D’altronde, è chiaro che una riforma impostata prevalentemente come delega al Governo, ai sensi dell’art.76 Cost., non può che lasciare rilevanti spazi al legislatore delegato e alla sua opera di attuazione, pur nel quadro di “principi e criteri direttivi “ precisamente determinati : sicchè “ Il legislatore delegato…dovrà arricchire il carattere vincolato di questa discrezionalità, a tratti carente in alcuni punti della legge n.134/2021 “ , caratterizzandosi questa, inevitabilmente, come una “ riforma in fieri “ ( M. Donini, op. cit., p. 608 ).
Riforma “in fieri “, certamente, ma ricca di contenuti innovativi sul piano processuale ed anche sostanziale, così da poter essere qualificata come “ …una riforma di sistema che attraversa l’intero settore della giurisdizione penale …” ( così A. Spataro, op. cit., p. 660 ).
Venendo solo per un momento al punto della riforma sul quale si è concentrato il dibattito politico e mediatico, cioè al tema della prescrizione e della improcedibilità, è indubbio che la scelta legislativa adottata ( v. art. 2, commi 1 e 2 ) sia opinabile e suscettibile di critiche sul piano tecnico, come testimoniato dagli interventi di segno diverso degli studiosi : ciò che non si può accettare, tuttavia, sono le critiche scomposte e aprioristiche alla introduzione dei termini di improcedibilità nei giudizi di impugnazione ( di cui al nuovo art.344-bis c.p.p.), mosse “ con toni da crociata “ anche da “ alcuni magistrati “, essendosi osservato proprio da un ex-Procuratore della Repubblica che “ …si è diffuso un allarmismo mediatico sugli esiti della improcedibilità ( definita una sorta di amnistia mascherata che creerebbe sacche d’impunità o manderebbe in fumo centinaia di migliaia di processi ) davvero fuori misura, se si considerano le misure preventive già ricordate, finalizzate anche a evitare che un largo numero di processi approdi in appello. “ ( A. Spataro, op. cit., p. 656 ).
Insomma vanno bene le critiche, purchè argomentate e non preconcette e soprattutto non tali da falsare la discussione e snaturare il testo della riforma di cui si tratta ; chi scrive condivide l'opinione secondo la quale “ …si deve riconoscere alla riforma il coraggio di aver effettuato una scelta drastica in un senso che a noi pare di civiltà, al di là del fatto che possa non piacere dal punto di vista dogmatico l’ibridismo tra prescrizione ( sostanziale) e improcedibilità ( processuale ). “ ( F. Palazzo, op. cit., p. 629 ).
Del resto, non tutte le linee di fondo della riforma penale in questione sono assolutamente condivisibili e aliene da critiche di sorta : ad esempio, l’attribuzione al Parlamento della individuazione dei criteri generali di priorità in ordine all’esercizio dell’azione penale ( art.1 comma 9 lett. i ) induce a qualche fondata perplessità, potendosi obiettare che “ …la selezione delle priorità di intervento dei pubblici ministeri, anche solo nell’ambito di linee guida generali e non di un cogente catalogo di reati, non può essere materia di competenza del Parlamento ( e, conseguentemente, delle maggioranze esistenti ), perché ciò aprirebbe la strada a seri pericoli per l’autonomia della magistratura e dei pubblici ministeri in particolare, e finirebbe con il determinare seri rischi per il principio costituzionale di obbligatorietà dell'azione penale, che garantisce anche l'eguaglianza dei cittadini di fronte alla legge. “ ( A. Spataro, op. cit., pp. 646-647 ).

> [Estratti dei dati]

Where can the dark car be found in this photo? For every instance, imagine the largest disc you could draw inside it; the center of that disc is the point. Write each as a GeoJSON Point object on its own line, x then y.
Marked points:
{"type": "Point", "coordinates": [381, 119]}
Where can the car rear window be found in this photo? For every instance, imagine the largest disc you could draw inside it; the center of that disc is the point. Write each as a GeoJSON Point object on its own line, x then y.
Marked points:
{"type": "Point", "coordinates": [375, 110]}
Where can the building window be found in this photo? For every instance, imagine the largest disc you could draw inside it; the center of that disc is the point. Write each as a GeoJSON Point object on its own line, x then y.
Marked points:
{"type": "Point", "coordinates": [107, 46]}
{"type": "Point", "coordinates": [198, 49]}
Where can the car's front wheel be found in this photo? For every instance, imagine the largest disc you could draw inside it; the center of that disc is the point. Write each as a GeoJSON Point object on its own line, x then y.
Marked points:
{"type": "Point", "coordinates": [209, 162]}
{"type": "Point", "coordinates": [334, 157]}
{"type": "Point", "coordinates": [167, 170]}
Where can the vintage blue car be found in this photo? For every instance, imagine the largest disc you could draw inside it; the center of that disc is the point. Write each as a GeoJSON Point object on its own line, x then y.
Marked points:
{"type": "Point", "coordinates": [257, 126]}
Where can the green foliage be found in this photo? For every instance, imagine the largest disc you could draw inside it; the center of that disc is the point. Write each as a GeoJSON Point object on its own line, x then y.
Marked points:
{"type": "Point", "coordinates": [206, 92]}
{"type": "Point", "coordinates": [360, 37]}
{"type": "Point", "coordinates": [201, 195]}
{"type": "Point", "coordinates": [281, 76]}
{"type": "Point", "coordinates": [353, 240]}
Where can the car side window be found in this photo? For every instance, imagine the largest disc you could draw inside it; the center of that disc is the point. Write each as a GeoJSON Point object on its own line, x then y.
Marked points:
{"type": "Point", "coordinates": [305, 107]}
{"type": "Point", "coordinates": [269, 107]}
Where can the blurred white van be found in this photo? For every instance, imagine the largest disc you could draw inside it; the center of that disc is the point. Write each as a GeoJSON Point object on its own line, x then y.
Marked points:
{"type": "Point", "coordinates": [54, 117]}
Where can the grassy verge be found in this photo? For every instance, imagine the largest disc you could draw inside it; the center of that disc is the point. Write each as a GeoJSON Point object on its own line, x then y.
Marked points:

> [Compiti da svolgere]
1. Secondo il brano sulla riforma penale, quale nuovo articolo del codice di procedura penale prevede i termini di improcedibilità nei giudizi di impugnazione?
2. Riporta testualmente il passo del brano sulla riforma penale da "Insomma vanno bene" a "cit., p. 629 ).".
3. Elenca tutti gli autori citati nel brano sulla riforma penale.

> [Soluzioni]
1. L'art. 344-bis c.p.p.

2.
Insomma vanno bene le critiche, purchè argomentate e non preconcette e soprattutto non tali da falsare la discussione e snaturare il testo della riforma di cui si tratta ; chi scrive condivide l'opinione secondo la quale “ …si deve riconoscere alla riforma il coraggio di aver effettuato una scelta drastica in un senso che a noi pare di civiltà, al di là del fatto che possa non piacere dal punto di vista dogmatico l’ibridismo tra prescrizione ( sostanziale) e improcedibilità ( processuale ). “ ( F. Palazzo, op. cit., p. 629 ).

3. M. Donini, A. Spataro, F. Palazzo